- The task: List each line of the records below that contains the word "tower", copying every such line in full.

________________

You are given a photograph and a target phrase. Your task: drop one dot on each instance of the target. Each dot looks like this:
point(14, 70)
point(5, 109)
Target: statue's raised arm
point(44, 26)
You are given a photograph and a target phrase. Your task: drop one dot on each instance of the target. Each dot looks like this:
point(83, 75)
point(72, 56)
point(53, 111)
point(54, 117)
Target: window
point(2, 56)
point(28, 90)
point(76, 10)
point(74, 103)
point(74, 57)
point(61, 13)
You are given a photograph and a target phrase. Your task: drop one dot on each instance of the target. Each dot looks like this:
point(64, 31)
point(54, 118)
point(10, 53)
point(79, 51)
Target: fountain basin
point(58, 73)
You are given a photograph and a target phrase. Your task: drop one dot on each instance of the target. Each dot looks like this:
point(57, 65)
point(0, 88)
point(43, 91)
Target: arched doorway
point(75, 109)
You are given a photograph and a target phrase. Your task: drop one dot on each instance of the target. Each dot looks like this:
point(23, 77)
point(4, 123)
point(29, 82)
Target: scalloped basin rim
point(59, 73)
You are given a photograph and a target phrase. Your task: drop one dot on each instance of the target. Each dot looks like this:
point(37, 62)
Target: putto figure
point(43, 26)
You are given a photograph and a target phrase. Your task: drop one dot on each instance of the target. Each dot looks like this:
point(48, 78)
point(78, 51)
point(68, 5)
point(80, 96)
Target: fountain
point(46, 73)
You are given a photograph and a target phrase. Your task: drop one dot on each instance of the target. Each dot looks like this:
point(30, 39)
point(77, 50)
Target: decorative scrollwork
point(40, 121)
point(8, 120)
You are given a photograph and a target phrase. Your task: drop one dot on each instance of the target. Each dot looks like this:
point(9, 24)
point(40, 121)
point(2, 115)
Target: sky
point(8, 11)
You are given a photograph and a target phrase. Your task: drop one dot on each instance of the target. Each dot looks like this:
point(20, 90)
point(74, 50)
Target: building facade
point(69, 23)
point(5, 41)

________________

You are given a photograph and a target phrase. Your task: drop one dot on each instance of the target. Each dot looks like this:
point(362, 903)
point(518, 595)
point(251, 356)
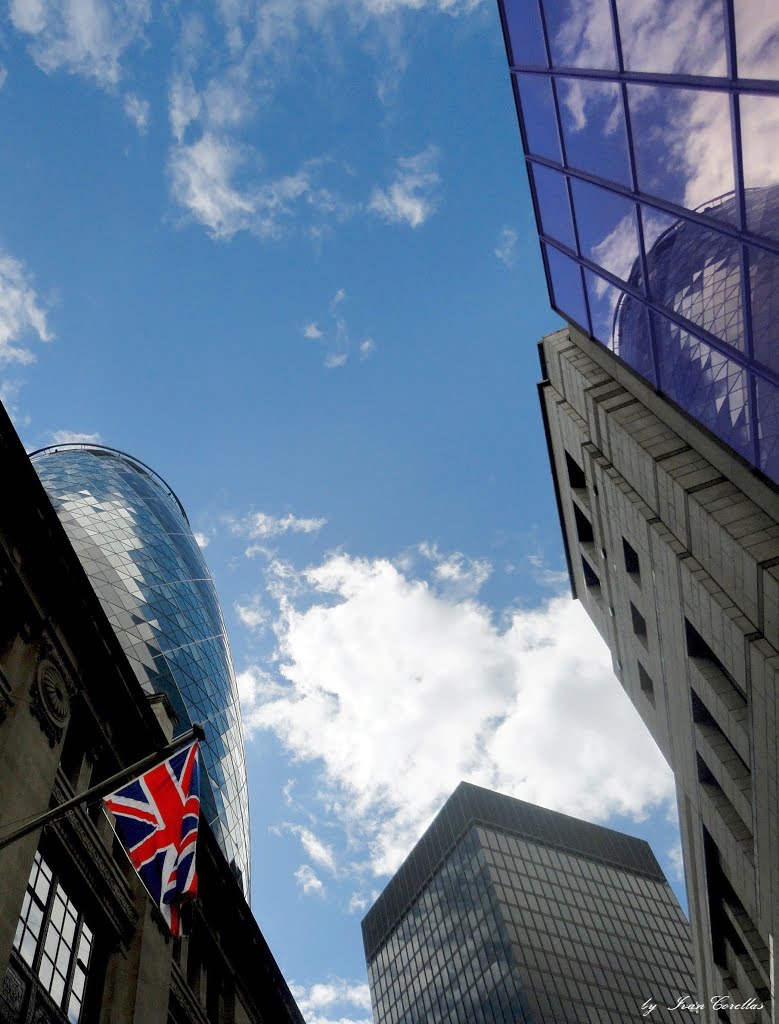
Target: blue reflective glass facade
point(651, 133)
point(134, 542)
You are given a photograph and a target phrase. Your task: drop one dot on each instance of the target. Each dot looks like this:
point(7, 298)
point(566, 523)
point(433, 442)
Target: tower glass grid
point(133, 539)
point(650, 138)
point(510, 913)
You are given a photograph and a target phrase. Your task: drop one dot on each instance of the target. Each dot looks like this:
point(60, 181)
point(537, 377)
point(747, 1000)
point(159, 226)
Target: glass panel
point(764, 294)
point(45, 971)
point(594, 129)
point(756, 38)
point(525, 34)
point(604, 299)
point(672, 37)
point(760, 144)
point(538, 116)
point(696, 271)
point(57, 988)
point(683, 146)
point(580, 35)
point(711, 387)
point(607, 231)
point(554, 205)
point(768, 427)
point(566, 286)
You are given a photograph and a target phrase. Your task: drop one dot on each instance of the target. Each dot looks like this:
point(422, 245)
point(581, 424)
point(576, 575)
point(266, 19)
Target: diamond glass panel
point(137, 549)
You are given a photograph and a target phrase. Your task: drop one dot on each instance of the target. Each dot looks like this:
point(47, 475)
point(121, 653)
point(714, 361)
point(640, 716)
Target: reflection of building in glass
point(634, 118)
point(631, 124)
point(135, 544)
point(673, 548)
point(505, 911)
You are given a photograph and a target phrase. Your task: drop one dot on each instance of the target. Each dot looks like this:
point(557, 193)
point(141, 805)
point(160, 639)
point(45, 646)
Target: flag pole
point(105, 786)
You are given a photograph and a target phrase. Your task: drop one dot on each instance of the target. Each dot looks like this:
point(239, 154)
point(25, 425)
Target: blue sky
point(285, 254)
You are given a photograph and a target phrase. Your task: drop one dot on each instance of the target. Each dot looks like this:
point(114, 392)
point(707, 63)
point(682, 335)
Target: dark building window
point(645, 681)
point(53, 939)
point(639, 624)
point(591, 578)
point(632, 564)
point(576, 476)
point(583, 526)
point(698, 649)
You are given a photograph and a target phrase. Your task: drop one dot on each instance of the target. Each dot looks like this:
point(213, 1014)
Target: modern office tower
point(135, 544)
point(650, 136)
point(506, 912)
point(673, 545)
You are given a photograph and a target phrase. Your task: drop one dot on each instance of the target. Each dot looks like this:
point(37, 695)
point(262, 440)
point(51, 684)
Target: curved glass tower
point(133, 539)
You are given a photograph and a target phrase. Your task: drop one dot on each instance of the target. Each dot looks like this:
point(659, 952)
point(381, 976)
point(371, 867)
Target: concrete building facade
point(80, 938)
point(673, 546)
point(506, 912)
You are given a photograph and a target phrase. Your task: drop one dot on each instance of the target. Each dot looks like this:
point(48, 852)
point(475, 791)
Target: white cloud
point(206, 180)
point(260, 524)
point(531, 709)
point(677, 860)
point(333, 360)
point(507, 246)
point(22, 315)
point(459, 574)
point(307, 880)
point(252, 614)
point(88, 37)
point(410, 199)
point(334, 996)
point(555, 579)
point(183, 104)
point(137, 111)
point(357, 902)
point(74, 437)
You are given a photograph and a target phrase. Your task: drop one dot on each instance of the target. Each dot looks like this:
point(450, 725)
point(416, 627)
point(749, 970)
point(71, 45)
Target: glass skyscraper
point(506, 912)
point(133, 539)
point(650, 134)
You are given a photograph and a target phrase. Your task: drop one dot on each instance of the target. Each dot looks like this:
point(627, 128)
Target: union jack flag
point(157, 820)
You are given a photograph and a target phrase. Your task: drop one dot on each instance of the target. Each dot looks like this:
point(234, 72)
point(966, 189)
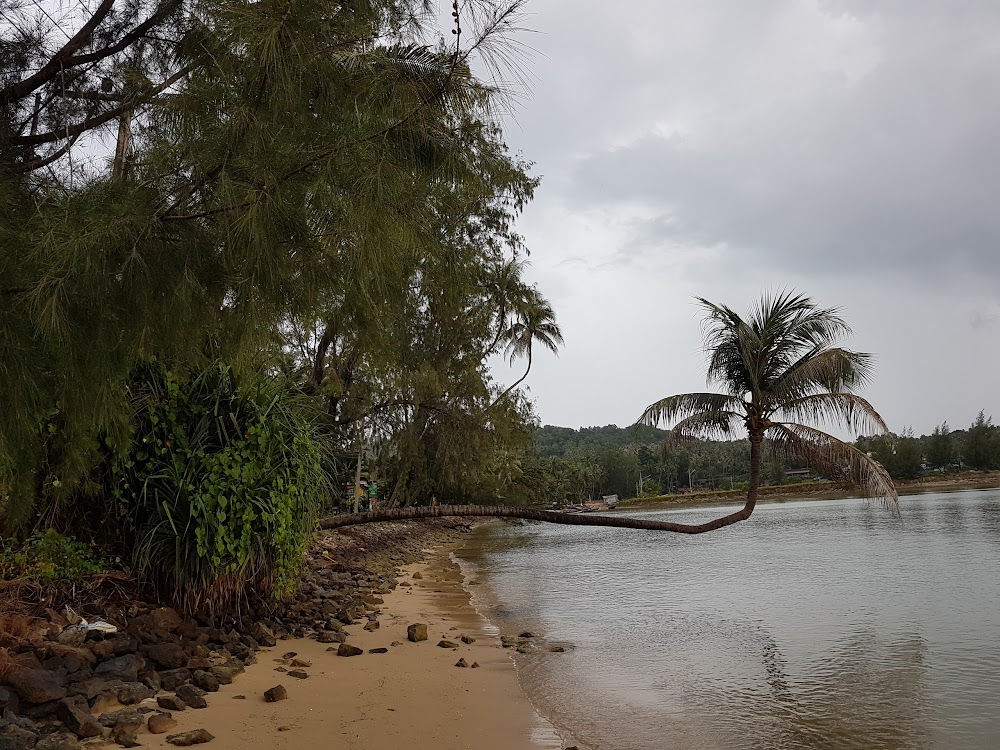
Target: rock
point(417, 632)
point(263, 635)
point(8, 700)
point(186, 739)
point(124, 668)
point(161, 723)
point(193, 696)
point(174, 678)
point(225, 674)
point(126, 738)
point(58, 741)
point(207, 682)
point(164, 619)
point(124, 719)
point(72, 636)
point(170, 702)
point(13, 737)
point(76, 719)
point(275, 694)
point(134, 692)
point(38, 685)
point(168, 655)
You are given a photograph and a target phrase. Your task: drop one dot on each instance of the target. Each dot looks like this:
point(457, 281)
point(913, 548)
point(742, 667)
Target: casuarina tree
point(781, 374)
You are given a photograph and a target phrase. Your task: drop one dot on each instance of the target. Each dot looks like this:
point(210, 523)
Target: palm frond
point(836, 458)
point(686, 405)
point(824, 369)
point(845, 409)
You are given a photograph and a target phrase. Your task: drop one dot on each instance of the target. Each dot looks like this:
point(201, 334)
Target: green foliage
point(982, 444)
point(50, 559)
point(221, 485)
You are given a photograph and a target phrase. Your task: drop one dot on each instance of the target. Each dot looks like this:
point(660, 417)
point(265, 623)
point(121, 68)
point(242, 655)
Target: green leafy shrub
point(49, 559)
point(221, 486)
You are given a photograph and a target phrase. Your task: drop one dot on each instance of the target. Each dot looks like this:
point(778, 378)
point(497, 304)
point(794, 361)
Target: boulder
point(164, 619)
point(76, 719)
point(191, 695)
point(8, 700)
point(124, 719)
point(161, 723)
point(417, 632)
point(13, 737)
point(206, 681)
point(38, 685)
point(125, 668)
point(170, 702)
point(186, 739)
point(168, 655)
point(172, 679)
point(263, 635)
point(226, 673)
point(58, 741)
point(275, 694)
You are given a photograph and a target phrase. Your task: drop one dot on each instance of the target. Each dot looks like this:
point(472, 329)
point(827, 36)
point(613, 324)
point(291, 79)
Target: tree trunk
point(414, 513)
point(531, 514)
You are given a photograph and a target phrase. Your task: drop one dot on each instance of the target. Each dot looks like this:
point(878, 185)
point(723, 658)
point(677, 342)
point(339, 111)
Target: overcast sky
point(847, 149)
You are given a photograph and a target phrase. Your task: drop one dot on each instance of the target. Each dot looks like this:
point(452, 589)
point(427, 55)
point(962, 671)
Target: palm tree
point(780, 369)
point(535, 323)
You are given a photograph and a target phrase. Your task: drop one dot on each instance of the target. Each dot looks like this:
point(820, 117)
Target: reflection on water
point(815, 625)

________________

- Answer in full:
Target: tower glass grid
Target: modern office tower
Target: curved glass tower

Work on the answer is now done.